◆ **Task set**
a – According to the article on the FTC's big data workshop, what is the deadline for submitting pre-workshop comments?
b – Resume the article on the FTC's big data workshop after its last sentence.

Last Friday, the FTC announced an agenda for its upcoming workshop, “Big Data: A Tool for Inclusion or Exclusion?” which will take place on Monday, Sept. 15, starting at 8:00 a.m. As we’ve previously reported, the workshop will build on recent efforts by the FTC and other government agencies to understand how new technologies affect the economy, government, and society, and the implications on individual privacy. In particular, while there has been much recognition for the value of big data in revolutionizing consumer services and generally enabling “non‐obvious, unexpectedly powerful uses” of information, there has been parallel focus on the extent to which practices and outcomes facilitated by big-data analytics could have discriminatory effects on protected communities.
The workshop will explore the use of big data and its impact on consumers, including low-income and underserved consumers, and will host the following panel discussions:
- Assessing the Current Environment. Examine current uses of big data in various contexts and how these uses impact consumers.
- What’s on the Horizon with Big Data? Explore potential uses of big data and possible benefits and harms for particular populations of consumers.
- Surveying the Legal Landscape. Review anti-discrimination and consumer-protection laws and discuss how they may apply to the use of big data, and whether there may be gaps in the law.
- Mapping the Path Forward. Consider best practices for the use of big data to protect consumers.
The FTC hopes that the workshop will build on the dialogue raised in its Spring Privacy Seminar Series held from February through May, which addressed mobile-device tracking, data brokers and predictive scoring, and consumer generated and controlled health data. The workshop will convene academic experts, business representatives, industry leaders, and consumer advocates, and will be open to the general public. In advance of the workshop, the FTC has invited the public to file comments, reports, and original research on the proposed topics. The deadline to submit pre-workshop comments is August 15. Following the workshop on September 15, the comment period will remain open until October 15.
The workshop comes on the heels of the White House’s anticipated report on big data released in May, which outlined the administration’s priorities in protecting privacy and data security in an era of big data. With an entire section dedicated to “Big Data and Discrimination,” the report warned that big data “could enable new forms of discrimination and predatory practices.” Chiefly focusing on the use of information, the report showed concern about using data to discriminate against vulnerable groups. Specifically, the report stated that “the ability to segment the population and to stratify consumer experiences so seamlessly as to be almost undetectable demands greater review, especially when it comes to the practice of differential pricing and other potentially discriminatory practices.” Other such practices that have been discussed by government officials and consumer advocates include:
- Identifying frequent shoppers and providing them with better customer service or reduced wait times. For example, a company might give white female shoppers preferential treatment if data analysis demonstrated that white women were the company’s most profitable customers.
- Offering particular consumers different product prices or mortgage rates, based on information about the individuals’ credit histories or whether they had previously been clients of a company’s competitors.

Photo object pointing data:
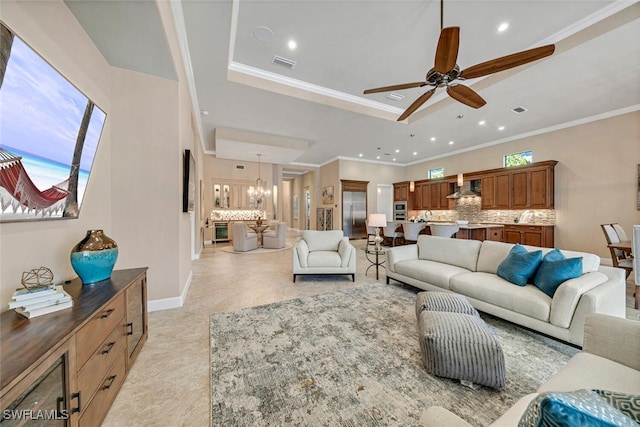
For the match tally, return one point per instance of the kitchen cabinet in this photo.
(401, 192)
(522, 187)
(78, 357)
(526, 234)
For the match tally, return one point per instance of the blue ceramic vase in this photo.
(94, 256)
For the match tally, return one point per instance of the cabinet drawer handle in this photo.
(110, 381)
(108, 313)
(108, 347)
(79, 407)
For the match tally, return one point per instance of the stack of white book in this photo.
(34, 303)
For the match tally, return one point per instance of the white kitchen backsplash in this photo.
(468, 208)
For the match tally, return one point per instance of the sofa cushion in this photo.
(432, 272)
(322, 240)
(586, 370)
(577, 408)
(554, 269)
(520, 265)
(527, 300)
(459, 252)
(324, 259)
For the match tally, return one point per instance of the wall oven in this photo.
(221, 231)
(399, 211)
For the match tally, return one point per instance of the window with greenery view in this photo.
(518, 159)
(436, 173)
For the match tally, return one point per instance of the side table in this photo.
(377, 263)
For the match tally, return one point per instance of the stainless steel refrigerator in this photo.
(354, 214)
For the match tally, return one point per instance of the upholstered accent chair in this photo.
(618, 257)
(277, 238)
(243, 241)
(324, 252)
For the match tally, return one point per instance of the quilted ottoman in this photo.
(458, 344)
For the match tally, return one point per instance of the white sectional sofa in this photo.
(468, 267)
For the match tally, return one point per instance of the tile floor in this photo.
(169, 383)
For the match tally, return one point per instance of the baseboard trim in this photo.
(170, 303)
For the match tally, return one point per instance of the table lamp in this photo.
(377, 221)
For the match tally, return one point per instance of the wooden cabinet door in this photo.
(425, 196)
(445, 190)
(488, 200)
(434, 199)
(520, 190)
(541, 188)
(502, 191)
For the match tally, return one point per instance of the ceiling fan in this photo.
(446, 71)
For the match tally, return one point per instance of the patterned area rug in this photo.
(352, 358)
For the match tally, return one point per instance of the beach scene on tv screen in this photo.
(49, 135)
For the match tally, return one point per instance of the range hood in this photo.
(464, 191)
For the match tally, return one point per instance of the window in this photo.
(518, 159)
(436, 173)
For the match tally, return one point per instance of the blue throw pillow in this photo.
(520, 265)
(554, 269)
(584, 408)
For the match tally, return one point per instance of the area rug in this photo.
(352, 358)
(230, 250)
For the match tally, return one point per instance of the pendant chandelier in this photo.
(260, 191)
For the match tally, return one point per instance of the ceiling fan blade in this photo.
(416, 104)
(466, 95)
(395, 87)
(447, 51)
(506, 62)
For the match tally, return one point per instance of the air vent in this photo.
(278, 60)
(395, 96)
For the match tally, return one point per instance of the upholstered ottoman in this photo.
(459, 345)
(443, 301)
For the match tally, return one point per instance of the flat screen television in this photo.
(49, 135)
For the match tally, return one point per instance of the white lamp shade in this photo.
(377, 220)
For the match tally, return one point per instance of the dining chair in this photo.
(444, 230)
(618, 256)
(621, 235)
(635, 248)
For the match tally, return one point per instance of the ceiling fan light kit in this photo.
(446, 72)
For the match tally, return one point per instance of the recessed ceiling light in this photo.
(263, 34)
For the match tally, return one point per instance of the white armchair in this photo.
(324, 252)
(243, 241)
(276, 239)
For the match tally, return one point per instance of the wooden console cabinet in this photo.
(71, 364)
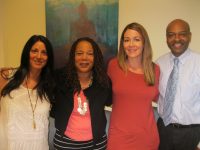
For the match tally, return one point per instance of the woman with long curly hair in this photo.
(26, 98)
(83, 89)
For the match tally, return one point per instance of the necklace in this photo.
(32, 107)
(82, 109)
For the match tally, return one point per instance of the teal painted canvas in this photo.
(67, 20)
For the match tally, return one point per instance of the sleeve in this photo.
(157, 76)
(109, 99)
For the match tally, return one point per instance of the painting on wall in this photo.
(67, 20)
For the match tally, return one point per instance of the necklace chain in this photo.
(32, 107)
(82, 108)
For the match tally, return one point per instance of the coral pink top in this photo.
(79, 126)
(132, 125)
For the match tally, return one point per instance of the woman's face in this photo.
(84, 57)
(38, 56)
(133, 44)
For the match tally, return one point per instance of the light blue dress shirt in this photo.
(186, 108)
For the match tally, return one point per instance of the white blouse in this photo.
(16, 119)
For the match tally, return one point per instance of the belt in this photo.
(176, 125)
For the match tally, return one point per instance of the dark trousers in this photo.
(178, 138)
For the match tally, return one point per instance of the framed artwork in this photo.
(68, 20)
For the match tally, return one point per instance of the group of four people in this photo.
(77, 94)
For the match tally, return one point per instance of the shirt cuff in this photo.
(198, 145)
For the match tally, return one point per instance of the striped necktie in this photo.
(170, 93)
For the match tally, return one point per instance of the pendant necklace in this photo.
(32, 107)
(82, 109)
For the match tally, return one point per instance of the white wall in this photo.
(154, 15)
(1, 34)
(27, 17)
(23, 18)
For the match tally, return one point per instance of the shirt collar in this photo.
(182, 58)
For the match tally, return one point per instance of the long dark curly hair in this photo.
(45, 85)
(98, 70)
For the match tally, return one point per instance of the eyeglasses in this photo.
(173, 35)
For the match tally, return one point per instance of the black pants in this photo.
(178, 138)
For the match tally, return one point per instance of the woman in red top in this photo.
(135, 85)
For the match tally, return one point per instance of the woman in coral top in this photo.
(135, 85)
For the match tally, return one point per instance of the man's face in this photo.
(178, 37)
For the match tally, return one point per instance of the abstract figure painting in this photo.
(67, 20)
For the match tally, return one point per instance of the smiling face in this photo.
(38, 56)
(133, 44)
(84, 57)
(178, 37)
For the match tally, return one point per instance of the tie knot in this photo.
(176, 61)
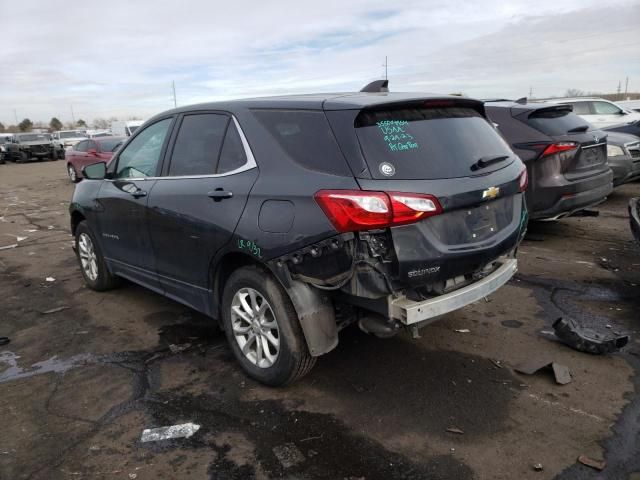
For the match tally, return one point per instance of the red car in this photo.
(90, 151)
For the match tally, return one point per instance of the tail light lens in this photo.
(354, 210)
(559, 147)
(524, 180)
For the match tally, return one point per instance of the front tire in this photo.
(263, 329)
(92, 263)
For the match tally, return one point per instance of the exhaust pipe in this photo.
(379, 326)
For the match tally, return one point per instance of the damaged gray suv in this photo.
(272, 215)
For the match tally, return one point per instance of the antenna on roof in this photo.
(376, 86)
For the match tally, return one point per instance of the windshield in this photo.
(111, 144)
(32, 137)
(73, 134)
(428, 143)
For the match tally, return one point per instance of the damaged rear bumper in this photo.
(410, 312)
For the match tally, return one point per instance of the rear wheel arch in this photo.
(313, 307)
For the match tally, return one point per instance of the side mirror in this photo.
(95, 171)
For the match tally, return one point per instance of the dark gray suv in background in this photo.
(566, 158)
(268, 214)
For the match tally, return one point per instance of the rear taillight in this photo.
(559, 147)
(354, 210)
(523, 180)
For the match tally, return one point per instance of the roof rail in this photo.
(377, 86)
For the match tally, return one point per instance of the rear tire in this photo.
(275, 350)
(92, 263)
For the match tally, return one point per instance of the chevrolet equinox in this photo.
(288, 218)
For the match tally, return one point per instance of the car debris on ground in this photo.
(585, 339)
(591, 462)
(184, 430)
(561, 372)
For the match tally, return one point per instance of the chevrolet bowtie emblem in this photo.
(491, 193)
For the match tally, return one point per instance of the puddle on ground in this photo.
(54, 364)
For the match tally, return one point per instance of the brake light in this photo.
(524, 180)
(354, 210)
(559, 147)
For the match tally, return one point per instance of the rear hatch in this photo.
(579, 150)
(445, 148)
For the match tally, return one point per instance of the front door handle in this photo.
(219, 194)
(139, 194)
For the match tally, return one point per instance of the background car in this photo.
(566, 158)
(125, 128)
(599, 112)
(623, 156)
(86, 152)
(26, 146)
(67, 138)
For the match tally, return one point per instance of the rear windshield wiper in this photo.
(486, 161)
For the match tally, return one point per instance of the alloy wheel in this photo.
(88, 257)
(255, 327)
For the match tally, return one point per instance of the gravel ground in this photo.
(85, 372)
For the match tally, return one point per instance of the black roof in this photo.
(320, 101)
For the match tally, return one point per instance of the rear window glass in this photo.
(306, 138)
(556, 121)
(110, 144)
(428, 143)
(581, 108)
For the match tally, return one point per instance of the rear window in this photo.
(306, 138)
(427, 143)
(556, 121)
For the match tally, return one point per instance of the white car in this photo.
(68, 138)
(599, 112)
(125, 128)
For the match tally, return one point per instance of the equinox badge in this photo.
(491, 192)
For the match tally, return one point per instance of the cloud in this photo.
(119, 58)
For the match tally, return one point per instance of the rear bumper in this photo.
(634, 217)
(410, 312)
(575, 196)
(624, 169)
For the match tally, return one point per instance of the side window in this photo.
(306, 138)
(232, 156)
(605, 108)
(198, 144)
(581, 108)
(140, 157)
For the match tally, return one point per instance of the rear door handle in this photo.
(219, 194)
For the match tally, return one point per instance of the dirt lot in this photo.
(79, 384)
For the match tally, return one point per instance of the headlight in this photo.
(614, 151)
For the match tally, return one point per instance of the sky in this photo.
(102, 59)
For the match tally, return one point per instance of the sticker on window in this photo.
(396, 137)
(387, 169)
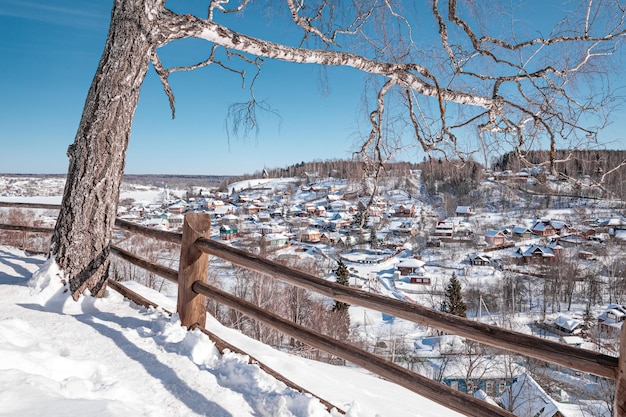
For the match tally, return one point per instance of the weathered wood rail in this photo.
(191, 279)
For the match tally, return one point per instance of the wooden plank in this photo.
(193, 266)
(620, 381)
(160, 270)
(546, 350)
(31, 229)
(222, 345)
(30, 205)
(419, 384)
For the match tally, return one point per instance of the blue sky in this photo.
(50, 51)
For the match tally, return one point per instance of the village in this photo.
(404, 245)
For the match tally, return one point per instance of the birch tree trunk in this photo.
(83, 230)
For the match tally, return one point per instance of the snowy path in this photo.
(106, 357)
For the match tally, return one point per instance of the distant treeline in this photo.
(336, 168)
(177, 181)
(578, 164)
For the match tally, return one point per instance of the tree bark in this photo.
(83, 230)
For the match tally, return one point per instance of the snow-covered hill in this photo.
(108, 357)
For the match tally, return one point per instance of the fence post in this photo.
(619, 409)
(193, 266)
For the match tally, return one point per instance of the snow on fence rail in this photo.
(191, 279)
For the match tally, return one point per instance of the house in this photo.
(176, 221)
(311, 236)
(330, 238)
(521, 232)
(276, 240)
(479, 260)
(495, 237)
(611, 319)
(464, 211)
(223, 210)
(543, 228)
(411, 266)
(406, 228)
(178, 207)
(538, 254)
(417, 279)
(228, 232)
(527, 398)
(444, 229)
(403, 210)
(494, 376)
(339, 205)
(566, 326)
(546, 228)
(159, 223)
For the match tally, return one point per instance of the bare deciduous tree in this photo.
(442, 73)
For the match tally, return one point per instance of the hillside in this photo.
(108, 357)
(531, 256)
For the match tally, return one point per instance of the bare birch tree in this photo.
(455, 77)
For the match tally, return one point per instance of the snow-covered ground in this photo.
(108, 357)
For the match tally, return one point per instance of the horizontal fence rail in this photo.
(546, 350)
(531, 346)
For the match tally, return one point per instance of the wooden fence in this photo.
(193, 288)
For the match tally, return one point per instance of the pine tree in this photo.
(343, 278)
(453, 302)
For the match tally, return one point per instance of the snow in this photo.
(107, 357)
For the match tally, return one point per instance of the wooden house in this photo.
(495, 237)
(228, 232)
(410, 266)
(479, 260)
(311, 236)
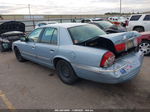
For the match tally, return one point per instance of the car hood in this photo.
(116, 28)
(12, 26)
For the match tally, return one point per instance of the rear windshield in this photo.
(105, 24)
(135, 18)
(83, 33)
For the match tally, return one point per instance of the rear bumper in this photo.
(123, 70)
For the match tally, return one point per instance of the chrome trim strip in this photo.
(41, 57)
(96, 69)
(27, 53)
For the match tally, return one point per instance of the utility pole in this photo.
(120, 7)
(29, 10)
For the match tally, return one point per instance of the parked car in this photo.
(139, 22)
(118, 20)
(145, 43)
(79, 50)
(89, 20)
(108, 27)
(9, 32)
(42, 23)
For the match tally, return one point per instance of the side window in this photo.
(54, 37)
(135, 18)
(147, 18)
(41, 24)
(47, 35)
(34, 36)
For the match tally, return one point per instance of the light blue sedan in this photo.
(80, 50)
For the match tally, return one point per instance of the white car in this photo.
(42, 23)
(139, 22)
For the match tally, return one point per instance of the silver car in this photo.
(80, 50)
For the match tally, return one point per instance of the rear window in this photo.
(84, 32)
(147, 18)
(135, 18)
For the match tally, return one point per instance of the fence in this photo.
(30, 24)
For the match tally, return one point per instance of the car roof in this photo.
(65, 25)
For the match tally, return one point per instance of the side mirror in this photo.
(23, 39)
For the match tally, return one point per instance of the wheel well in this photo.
(138, 27)
(56, 60)
(15, 47)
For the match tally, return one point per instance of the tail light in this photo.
(120, 47)
(108, 59)
(127, 23)
(139, 40)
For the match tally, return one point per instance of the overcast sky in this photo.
(72, 6)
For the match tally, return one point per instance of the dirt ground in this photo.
(29, 86)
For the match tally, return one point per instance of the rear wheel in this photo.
(18, 55)
(66, 72)
(145, 47)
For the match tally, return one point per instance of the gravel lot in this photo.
(30, 86)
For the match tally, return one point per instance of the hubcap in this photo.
(65, 71)
(145, 48)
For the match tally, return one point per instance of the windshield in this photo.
(105, 24)
(83, 33)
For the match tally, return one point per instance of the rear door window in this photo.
(135, 18)
(47, 35)
(147, 18)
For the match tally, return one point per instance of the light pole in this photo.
(29, 10)
(120, 7)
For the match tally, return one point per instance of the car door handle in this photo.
(33, 47)
(52, 50)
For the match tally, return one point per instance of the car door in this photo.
(48, 46)
(147, 22)
(29, 49)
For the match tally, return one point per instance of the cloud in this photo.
(72, 6)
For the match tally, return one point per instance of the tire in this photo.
(1, 48)
(145, 47)
(66, 72)
(139, 29)
(18, 55)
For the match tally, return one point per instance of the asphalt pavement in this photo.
(31, 86)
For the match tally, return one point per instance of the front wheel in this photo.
(145, 47)
(66, 72)
(18, 55)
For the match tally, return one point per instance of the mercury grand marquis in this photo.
(80, 50)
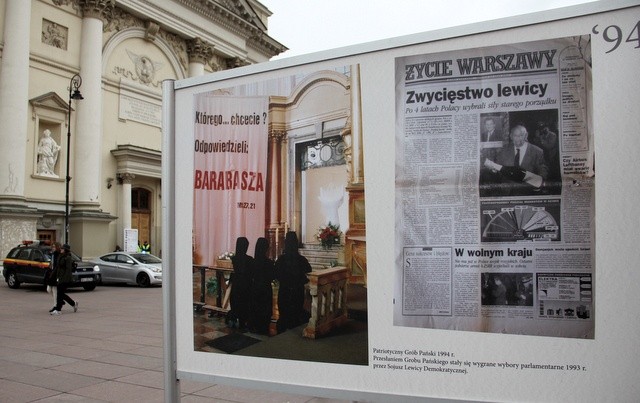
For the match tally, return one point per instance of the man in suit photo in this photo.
(518, 156)
(491, 130)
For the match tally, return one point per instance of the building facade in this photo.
(115, 53)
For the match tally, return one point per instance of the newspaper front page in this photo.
(495, 190)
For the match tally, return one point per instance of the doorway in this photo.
(141, 214)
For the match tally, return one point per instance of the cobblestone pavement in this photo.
(109, 351)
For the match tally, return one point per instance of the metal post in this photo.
(74, 93)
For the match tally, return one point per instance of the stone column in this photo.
(14, 102)
(356, 127)
(199, 53)
(275, 200)
(87, 139)
(126, 179)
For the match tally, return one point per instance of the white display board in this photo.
(568, 333)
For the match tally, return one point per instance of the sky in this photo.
(308, 26)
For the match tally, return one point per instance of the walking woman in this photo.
(64, 266)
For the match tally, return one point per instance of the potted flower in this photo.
(329, 235)
(224, 260)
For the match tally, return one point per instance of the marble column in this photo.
(87, 139)
(199, 53)
(14, 102)
(356, 127)
(274, 194)
(127, 180)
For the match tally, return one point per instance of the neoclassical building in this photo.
(115, 53)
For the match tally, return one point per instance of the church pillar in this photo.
(88, 224)
(199, 53)
(14, 102)
(276, 232)
(356, 128)
(88, 135)
(127, 179)
(17, 220)
(124, 223)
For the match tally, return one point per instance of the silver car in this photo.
(142, 269)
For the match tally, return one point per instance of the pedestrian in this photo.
(291, 270)
(64, 268)
(51, 278)
(262, 273)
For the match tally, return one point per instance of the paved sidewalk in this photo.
(109, 351)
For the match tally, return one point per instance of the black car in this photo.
(28, 263)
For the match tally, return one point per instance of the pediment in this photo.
(242, 9)
(51, 101)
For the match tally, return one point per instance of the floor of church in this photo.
(347, 344)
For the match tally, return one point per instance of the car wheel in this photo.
(12, 280)
(143, 280)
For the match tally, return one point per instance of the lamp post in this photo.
(74, 93)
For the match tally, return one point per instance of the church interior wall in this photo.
(315, 216)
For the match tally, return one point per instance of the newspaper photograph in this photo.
(495, 184)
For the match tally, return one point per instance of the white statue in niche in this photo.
(48, 151)
(331, 199)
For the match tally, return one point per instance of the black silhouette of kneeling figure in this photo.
(240, 281)
(291, 270)
(262, 273)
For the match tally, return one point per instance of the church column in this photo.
(356, 127)
(126, 179)
(87, 138)
(199, 53)
(276, 234)
(14, 102)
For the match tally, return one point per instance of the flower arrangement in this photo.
(226, 256)
(329, 235)
(224, 260)
(212, 286)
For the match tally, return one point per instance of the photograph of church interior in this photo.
(315, 172)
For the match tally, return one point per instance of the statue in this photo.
(331, 199)
(48, 151)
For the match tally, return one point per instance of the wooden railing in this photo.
(328, 289)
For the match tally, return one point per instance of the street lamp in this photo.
(74, 93)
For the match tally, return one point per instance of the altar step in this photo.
(321, 258)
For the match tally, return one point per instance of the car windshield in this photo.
(146, 258)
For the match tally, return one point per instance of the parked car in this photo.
(142, 269)
(29, 261)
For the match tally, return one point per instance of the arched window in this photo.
(140, 200)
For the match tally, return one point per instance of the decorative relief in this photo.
(178, 45)
(234, 62)
(97, 8)
(217, 63)
(54, 35)
(145, 70)
(152, 31)
(120, 20)
(199, 51)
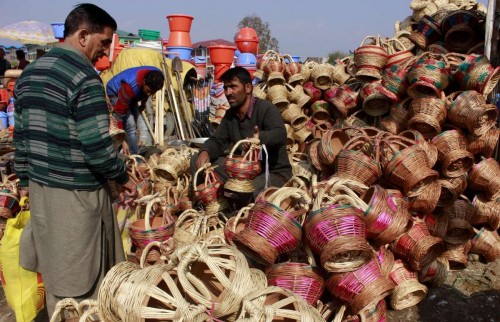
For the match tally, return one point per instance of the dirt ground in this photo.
(472, 294)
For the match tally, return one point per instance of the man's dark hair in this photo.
(238, 73)
(90, 17)
(154, 79)
(20, 54)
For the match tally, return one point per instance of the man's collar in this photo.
(76, 51)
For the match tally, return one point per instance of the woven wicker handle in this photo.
(253, 143)
(149, 206)
(209, 174)
(241, 215)
(373, 38)
(63, 305)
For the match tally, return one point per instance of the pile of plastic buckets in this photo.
(179, 40)
(247, 61)
(247, 42)
(222, 58)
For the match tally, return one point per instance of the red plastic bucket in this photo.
(220, 54)
(179, 39)
(219, 70)
(103, 63)
(180, 22)
(247, 46)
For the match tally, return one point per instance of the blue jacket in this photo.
(128, 76)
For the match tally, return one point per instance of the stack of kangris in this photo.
(394, 184)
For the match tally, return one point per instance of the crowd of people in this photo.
(63, 151)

◆ **Task results**
a – August 15.

b –
- Predicting the behavior of individual consumers based on patterns drawn from aggregate characteristics of a group of consumers. For instance, a company might assess the credit risks of individual consumers based on the aggregate credit characteristics of the groups of consumers who shop at specific stores.
Advocates also point out that big-data analyses can use information voluntarily shared outside of the consumer or retail context, for example on social networks, for purposes of inferring personal information such as race, ethnicity, religion, gender, age, and sexual orientation. In some scenarios, this information could be used to disproportionately reduce the access of some consumer groups to certain products, services, or content. As John Podesta, Counselor to the President who led the review underlying the White House’s report has said, big-data technology has the power to “reinforc[e] existing inequities in housing, credit, employment, health and education.” The report also points out that, because of the “lack of transparency and accountability, individuals have little recourse to understand or contest the information that has been gathered about them or what that data, after analysis, suggests.” Although the report also acknowledged that big data can help identify and address these practices, it pointed strongly toward the development of laws that would prevent them.
The discussion about big data and discrimination, however, began before the White House report. In 2012, Alistair Croll wrote a blog post entitled, “Big Data Is Our Generation’s Civil Rights Issue, and We Don’t Know It.” Croll cautioned that, in the consumer context, “personalization” was the same thing as “discrimination” masquerading as “better service.” He gave as an example an online dating service that in 2010 already had identified certain “trigger” words often used by members of a specific race or gender. Croll predicted that, “We’re seeing the start of this slippery slope everywhere from tailored credit-card limits . . . to car insurance based on driver profiles. In this regard, Big Data is a civil rights issue, but it’s one that society in general is ill-equipped to deal with.”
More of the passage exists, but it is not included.